# YOUR GOAL:
Please return all records verbatim, no pictures.

# PROVIDED INFORMATION:
○ ○ ○ ○ ○

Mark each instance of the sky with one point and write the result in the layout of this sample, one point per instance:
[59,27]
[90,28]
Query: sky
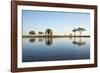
[62,23]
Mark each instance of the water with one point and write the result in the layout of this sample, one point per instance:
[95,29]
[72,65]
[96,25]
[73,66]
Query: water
[55,49]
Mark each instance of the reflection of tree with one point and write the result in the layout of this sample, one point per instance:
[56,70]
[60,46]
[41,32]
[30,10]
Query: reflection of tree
[79,43]
[48,41]
[48,33]
[32,32]
[32,40]
[81,30]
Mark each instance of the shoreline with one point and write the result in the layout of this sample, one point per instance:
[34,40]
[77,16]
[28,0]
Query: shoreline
[54,36]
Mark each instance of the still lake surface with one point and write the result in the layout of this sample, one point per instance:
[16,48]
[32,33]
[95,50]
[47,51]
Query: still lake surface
[55,49]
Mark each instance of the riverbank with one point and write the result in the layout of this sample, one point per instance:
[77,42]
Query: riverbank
[54,36]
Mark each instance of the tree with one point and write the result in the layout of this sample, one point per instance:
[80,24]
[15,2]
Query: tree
[48,32]
[81,30]
[41,33]
[74,30]
[32,32]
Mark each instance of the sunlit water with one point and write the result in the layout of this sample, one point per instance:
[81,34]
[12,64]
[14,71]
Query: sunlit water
[52,49]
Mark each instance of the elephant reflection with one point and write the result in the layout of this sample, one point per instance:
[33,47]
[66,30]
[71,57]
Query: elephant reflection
[48,41]
[79,43]
[32,40]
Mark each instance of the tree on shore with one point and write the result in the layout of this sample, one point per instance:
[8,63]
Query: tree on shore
[81,30]
[74,30]
[32,33]
[41,33]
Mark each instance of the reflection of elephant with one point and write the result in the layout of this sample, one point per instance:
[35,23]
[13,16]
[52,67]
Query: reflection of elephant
[32,40]
[48,41]
[79,43]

○ ○ ○ ○ ○

# EXERCISE SOLUTION:
Mark each instance of the sky with one point and write the result in the layout of this sample, one point per instance:
[59,27]
[90,28]
Query: sky
[62,23]
Mark each instance of the water with one point and write the result in the layout of this sample, one point per instance:
[95,29]
[72,65]
[96,25]
[73,66]
Query: water
[55,49]
Mark each instance of the reflection of tree with one point and write the result in the layout of this sample, one point per instance:
[56,70]
[60,46]
[41,32]
[30,10]
Query: reflection of tree
[79,43]
[48,41]
[48,33]
[32,32]
[32,40]
[81,30]
Mark each instance of the shoreline with one point and write the result in the layout of this sample, one point per instance:
[34,40]
[77,16]
[28,0]
Query: shoreline
[54,36]
Mark each instance of the still lake surface with one point and write the result in the layout of this sample, one point per instance:
[16,48]
[32,33]
[95,50]
[47,51]
Query: still lake surface
[55,49]
Mark each instance of the riverbank with one point and write the result in the layout of this sample, one point per instance:
[77,42]
Query: riverbank
[54,36]
Mark each instance of the tree with one point and write the result in the layout of this sample, one point per instance:
[80,24]
[15,2]
Query: tree
[48,32]
[81,30]
[41,33]
[74,30]
[32,32]
Mark each instance of the sunlit water with one point and write the result in the layout of this sample, one point per instance:
[81,34]
[12,64]
[14,71]
Query: sunlit water
[52,49]
Mark each instance of the elephant reflection with one point and write the result in the layout of this sample, one point per instance:
[33,47]
[66,30]
[71,57]
Query: elephant reflection
[48,41]
[79,43]
[32,40]
Mark each instance of the tree on shore with one point and write the result in the layout of this sample, one point per instance:
[8,63]
Query: tree on shore
[81,30]
[74,30]
[32,33]
[41,33]
Mark each instance of the reflection of elephant with one point and write the result in the layout of this sample, one point per instance:
[35,23]
[13,16]
[52,67]
Query: reflection of elephant
[32,40]
[48,41]
[79,43]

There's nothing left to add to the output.